━━━ SUPPLIED ENTRIES

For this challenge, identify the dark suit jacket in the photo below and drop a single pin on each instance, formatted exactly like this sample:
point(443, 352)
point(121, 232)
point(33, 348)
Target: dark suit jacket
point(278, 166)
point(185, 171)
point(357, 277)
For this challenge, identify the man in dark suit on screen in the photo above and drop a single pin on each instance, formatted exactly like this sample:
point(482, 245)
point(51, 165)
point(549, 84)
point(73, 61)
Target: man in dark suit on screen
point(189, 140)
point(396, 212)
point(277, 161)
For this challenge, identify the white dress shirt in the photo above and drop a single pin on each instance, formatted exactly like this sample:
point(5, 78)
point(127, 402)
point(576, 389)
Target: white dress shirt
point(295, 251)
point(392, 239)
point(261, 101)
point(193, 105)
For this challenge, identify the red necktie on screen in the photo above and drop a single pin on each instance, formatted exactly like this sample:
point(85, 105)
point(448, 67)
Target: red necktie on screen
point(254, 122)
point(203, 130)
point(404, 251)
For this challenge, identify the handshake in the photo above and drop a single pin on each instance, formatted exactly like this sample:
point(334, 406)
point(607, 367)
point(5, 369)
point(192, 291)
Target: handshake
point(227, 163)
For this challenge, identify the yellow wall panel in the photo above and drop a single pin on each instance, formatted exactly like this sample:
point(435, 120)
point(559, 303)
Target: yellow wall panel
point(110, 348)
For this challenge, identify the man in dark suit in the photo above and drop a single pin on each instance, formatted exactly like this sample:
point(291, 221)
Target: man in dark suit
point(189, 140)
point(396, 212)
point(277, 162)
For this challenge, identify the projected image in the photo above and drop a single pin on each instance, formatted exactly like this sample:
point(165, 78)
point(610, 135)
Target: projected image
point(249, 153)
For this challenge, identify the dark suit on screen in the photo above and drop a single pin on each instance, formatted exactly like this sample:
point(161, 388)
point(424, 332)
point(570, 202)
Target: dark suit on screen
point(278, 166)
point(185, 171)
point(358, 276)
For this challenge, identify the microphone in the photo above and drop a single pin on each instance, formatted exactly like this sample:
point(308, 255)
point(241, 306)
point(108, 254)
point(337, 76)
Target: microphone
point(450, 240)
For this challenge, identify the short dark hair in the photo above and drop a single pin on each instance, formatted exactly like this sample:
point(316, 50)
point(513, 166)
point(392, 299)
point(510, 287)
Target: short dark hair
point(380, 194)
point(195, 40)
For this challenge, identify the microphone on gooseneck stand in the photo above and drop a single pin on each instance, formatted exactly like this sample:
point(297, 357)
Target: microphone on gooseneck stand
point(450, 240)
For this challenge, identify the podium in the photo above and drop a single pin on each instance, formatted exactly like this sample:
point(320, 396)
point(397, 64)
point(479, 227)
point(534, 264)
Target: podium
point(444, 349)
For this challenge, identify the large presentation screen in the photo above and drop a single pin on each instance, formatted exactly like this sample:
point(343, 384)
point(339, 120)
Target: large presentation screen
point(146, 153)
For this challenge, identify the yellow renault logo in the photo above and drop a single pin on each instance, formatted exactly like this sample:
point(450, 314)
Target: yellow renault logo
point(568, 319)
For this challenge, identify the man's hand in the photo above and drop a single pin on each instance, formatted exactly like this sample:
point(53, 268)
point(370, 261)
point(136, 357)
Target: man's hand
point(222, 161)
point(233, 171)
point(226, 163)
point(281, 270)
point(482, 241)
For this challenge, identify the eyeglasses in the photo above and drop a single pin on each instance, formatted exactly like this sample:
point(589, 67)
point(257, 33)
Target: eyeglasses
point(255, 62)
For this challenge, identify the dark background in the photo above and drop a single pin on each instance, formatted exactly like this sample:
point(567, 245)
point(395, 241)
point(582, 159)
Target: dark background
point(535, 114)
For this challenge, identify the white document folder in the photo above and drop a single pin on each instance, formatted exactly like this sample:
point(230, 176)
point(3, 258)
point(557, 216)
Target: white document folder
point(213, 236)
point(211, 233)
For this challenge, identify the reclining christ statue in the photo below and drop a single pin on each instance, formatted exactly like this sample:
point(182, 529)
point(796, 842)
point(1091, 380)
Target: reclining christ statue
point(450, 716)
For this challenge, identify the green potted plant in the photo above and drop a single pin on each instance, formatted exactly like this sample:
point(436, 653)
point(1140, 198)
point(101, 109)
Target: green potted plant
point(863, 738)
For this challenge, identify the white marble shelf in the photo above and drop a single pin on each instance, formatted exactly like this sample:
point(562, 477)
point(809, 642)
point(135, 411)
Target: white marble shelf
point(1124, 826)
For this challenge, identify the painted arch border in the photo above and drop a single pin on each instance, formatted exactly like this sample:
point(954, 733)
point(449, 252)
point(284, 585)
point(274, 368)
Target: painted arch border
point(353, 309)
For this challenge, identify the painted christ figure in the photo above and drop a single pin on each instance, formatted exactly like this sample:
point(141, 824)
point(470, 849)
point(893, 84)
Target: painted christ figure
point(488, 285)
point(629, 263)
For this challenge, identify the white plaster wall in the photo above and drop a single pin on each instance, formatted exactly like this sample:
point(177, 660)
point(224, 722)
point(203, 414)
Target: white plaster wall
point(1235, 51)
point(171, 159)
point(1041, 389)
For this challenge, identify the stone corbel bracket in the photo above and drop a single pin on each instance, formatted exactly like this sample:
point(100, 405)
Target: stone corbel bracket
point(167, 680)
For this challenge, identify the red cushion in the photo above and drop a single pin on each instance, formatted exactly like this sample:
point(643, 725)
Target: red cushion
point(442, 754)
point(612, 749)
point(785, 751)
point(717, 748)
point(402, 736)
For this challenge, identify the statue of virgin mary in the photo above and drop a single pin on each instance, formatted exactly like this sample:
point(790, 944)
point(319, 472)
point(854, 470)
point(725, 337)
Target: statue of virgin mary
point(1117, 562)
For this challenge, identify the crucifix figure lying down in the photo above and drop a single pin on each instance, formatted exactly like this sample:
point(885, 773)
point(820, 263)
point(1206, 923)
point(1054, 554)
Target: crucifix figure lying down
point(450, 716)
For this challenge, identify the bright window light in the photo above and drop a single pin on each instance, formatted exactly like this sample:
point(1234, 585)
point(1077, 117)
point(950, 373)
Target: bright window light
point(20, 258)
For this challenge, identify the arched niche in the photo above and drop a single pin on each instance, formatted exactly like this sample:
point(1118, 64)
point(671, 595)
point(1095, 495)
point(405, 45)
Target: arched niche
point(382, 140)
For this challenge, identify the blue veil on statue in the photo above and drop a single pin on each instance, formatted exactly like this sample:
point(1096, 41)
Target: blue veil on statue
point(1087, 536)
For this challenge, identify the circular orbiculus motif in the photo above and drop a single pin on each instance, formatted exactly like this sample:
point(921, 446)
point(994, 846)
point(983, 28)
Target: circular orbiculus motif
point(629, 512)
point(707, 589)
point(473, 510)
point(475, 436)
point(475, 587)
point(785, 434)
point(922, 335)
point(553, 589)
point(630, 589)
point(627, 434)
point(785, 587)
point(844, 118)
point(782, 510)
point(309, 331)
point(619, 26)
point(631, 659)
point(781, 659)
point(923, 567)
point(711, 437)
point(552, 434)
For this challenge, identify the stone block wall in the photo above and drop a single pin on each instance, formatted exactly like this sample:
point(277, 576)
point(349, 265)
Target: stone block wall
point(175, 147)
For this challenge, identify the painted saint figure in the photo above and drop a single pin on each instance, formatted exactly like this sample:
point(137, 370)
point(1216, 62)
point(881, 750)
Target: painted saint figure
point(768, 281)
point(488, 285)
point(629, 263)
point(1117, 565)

━━━━━━

** DIRECTIONS **
Each record above must be given again exactly.

** EXERCISE OUTPUT **
For this challenge, identify the dark suit jacket in the photo below and drop a single pin on each instance, formatted exactly like this sample:
point(443, 352)
point(121, 232)
point(33, 348)
Target: dark suit jacket
point(278, 166)
point(185, 171)
point(357, 277)
For this challenge, identify the man in dark suit on screen in the photo above and drop a single pin on each instance, formatted exactly like this sample:
point(482, 245)
point(51, 165)
point(549, 84)
point(73, 61)
Target: man in dark suit on screen
point(189, 140)
point(396, 212)
point(277, 161)
For this challenge, identify the white dress shirt in the photo above and drop a single pin on each instance, formatted exactly like this sample:
point(5, 78)
point(127, 402)
point(576, 389)
Target: white dress shirt
point(295, 251)
point(392, 239)
point(261, 101)
point(193, 105)
For this challenge, identify the red necktie on screen in the photo above and drop a single pin on each instance, formatted exactly like this sample:
point(85, 105)
point(448, 67)
Target: red necktie on screen
point(254, 122)
point(203, 130)
point(404, 251)
For this challenge, identify the handshake in the photo above and drop a single pin on each instance, formatted exactly like this sample:
point(334, 406)
point(607, 367)
point(5, 369)
point(192, 291)
Target: handshake
point(227, 163)
For this challenge, identify the yellow wall panel in the photo above and drop a single pin on each instance, formatted exactly like this sample:
point(435, 120)
point(559, 303)
Target: yellow wall panel
point(110, 348)
For this challenge, identify the man in dark suit in the photo above and drop a single pin on each instance, formatted exactly like this sample:
point(291, 221)
Target: man in dark suit
point(189, 140)
point(396, 212)
point(277, 162)
For this challenge, identify the projected image in the photo above and drop a single pin on each instance, formatted exactly like this sample:
point(165, 78)
point(610, 135)
Target: projected image
point(249, 153)
For this challenge, identify the dark suit on screen in the photo above and drop a single pin on each instance, formatted exactly like this sample:
point(161, 388)
point(424, 332)
point(570, 202)
Target: dark suit on screen
point(278, 166)
point(185, 171)
point(358, 276)
For this challenge, identify the microphone in the photo above and drop a single pin on each instance, formatted exactly like this sample:
point(308, 255)
point(241, 306)
point(108, 254)
point(337, 76)
Target: microphone
point(450, 240)
For this challenge, identify the short dark hair in the photo above and drop a single pin on each instance, formatted exactly like this sample:
point(316, 50)
point(513, 166)
point(392, 299)
point(510, 287)
Target: short dark hair
point(380, 194)
point(195, 40)
For this challenge, identify the microphone on gooseneck stand in the photo above and drop a single pin on each instance, formatted exactly like this sample:
point(297, 357)
Target: microphone on gooseneck stand
point(450, 240)
For this challenge, identify the podium in the photo above and drop a single pin on each instance, formatted exactly like this sample:
point(320, 396)
point(397, 64)
point(479, 227)
point(534, 264)
Target: podium
point(444, 349)
For this challenge, identify the large presentation screen in the photo above and drop a single pin on each instance, formatted exactly like this sample:
point(343, 384)
point(339, 120)
Target: large presentation screen
point(146, 153)
For this challenge, identify the yellow renault logo in the photo above and drop a single pin on each instance, formatted exactly like this sample:
point(450, 314)
Target: yellow renault logo
point(568, 319)
For this challenge, identify the man's hand in the photo above and drop a single pin on each instance, formatted exactly like this sample:
point(53, 268)
point(370, 261)
point(136, 357)
Target: man's hand
point(222, 161)
point(233, 171)
point(226, 163)
point(281, 270)
point(482, 241)
For this challenge, identify the eyeglasses in the photo above and drop a single pin on each instance, formatted exactly like this sample:
point(589, 67)
point(257, 33)
Target: eyeglasses
point(255, 62)
For this challenge, identify the dark background in the photo above and drop a single pin on each instance, formatted exactly like this sample:
point(567, 245)
point(395, 241)
point(582, 159)
Target: dark background
point(535, 114)
For this challenge, identify the white document folder in the photo above and drop a single pin on each instance, formatted exactly like this sample:
point(230, 176)
point(3, 258)
point(557, 216)
Target: white document folder
point(213, 236)
point(211, 233)
For this challenge, identify the reclining christ statue in the photo below and drop a single pin on each instance, formatted exactly like this sample:
point(182, 529)
point(796, 842)
point(1091, 380)
Target: reclining christ statue
point(450, 716)
For this challenge, identify the green potted plant in the photo above and drop a single pin on each instance, formatted exactly like this sample:
point(436, 653)
point(1140, 198)
point(101, 109)
Target: green potted plant
point(863, 738)
For this challenge, identify the white marble shelf in the photo above and drop a single pin on each instance, formatted exactly like this sample:
point(562, 477)
point(809, 642)
point(135, 411)
Target: white marble shelf
point(1124, 826)
For this challenge, identify the painted arch border in the photo above and drop a single pin on each instance, formatted exactly like this sample:
point(954, 733)
point(449, 252)
point(284, 585)
point(274, 368)
Target: painted arch border
point(353, 309)
For this challenge, identify the painted christ figure in the photo above and drop a single pin on each instance, formatted exactly like this sample:
point(141, 824)
point(470, 849)
point(893, 84)
Target: painted christ figure
point(488, 285)
point(629, 263)
For this challenge, identify the white plaster wall in the photo above and drop a single pin on each instance, formatted exactly like this sample:
point(177, 660)
point(224, 722)
point(203, 414)
Target: white plaster wall
point(1235, 51)
point(171, 159)
point(1041, 389)
For this challenge, identify the stone corbel bracket in the photo above and drop a single pin on each instance, formatted exactly like this sample:
point(100, 405)
Target: stone corbel bracket
point(167, 680)
For this challenge, identify the red cushion in the photo above and drop a single pin on each instance, formatted exactly like this sample:
point(643, 725)
Target: red cushion
point(442, 754)
point(612, 749)
point(785, 751)
point(717, 748)
point(402, 736)
For this challenge, identify the statue of virgin mary in the photo above and drop a single pin on each instance, formatted exactly like this sample:
point(790, 944)
point(319, 472)
point(854, 470)
point(725, 337)
Target: statue of virgin mary
point(1117, 562)
For this challenge, identify the crucifix figure lying down in the photo above and drop a single pin on each instance, formatted exactly like this sample:
point(885, 773)
point(820, 263)
point(1206, 923)
point(1054, 554)
Target: crucifix figure lying down
point(450, 716)
For this challenge, identify the bright window light in the photo above and drop a single pin on each instance, formatted exactly like this sample:
point(1234, 585)
point(1077, 117)
point(950, 373)
Target: bright window light
point(20, 258)
For this challenge, identify the arched niche in the photo above and drop a single pin on each instance, formatted exactly like this sample:
point(1118, 64)
point(671, 595)
point(1095, 495)
point(405, 45)
Target: arched niche
point(382, 140)
For this challenge, identify the blue veil on statue in the photo above and drop a single pin on each instance, formatted exactly like this sample:
point(1096, 41)
Target: blue veil on statue
point(1087, 536)
For this challenge, identify the circular orbiculus motif in the photo above and drop a single pin on each instance, formatted exactly like this sample:
point(921, 446)
point(994, 846)
point(983, 28)
Target: circular orbiculus motif
point(629, 512)
point(707, 589)
point(473, 510)
point(475, 436)
point(475, 587)
point(785, 434)
point(922, 335)
point(553, 589)
point(630, 589)
point(627, 434)
point(785, 587)
point(844, 118)
point(782, 510)
point(309, 331)
point(619, 26)
point(631, 659)
point(781, 659)
point(923, 567)
point(711, 437)
point(552, 434)
For this challenge, identify the stone block wall in the photo above and drop a single pin on each instance, formatted exactly like this sample:
point(277, 576)
point(349, 265)
Target: stone block wall
point(175, 147)
For this challenge, identify the painted saint figure in the photo above and drop a single pin on each instance, formatted exactly like this sample:
point(137, 370)
point(1216, 62)
point(881, 750)
Target: painted saint figure
point(768, 281)
point(488, 285)
point(629, 263)
point(1117, 565)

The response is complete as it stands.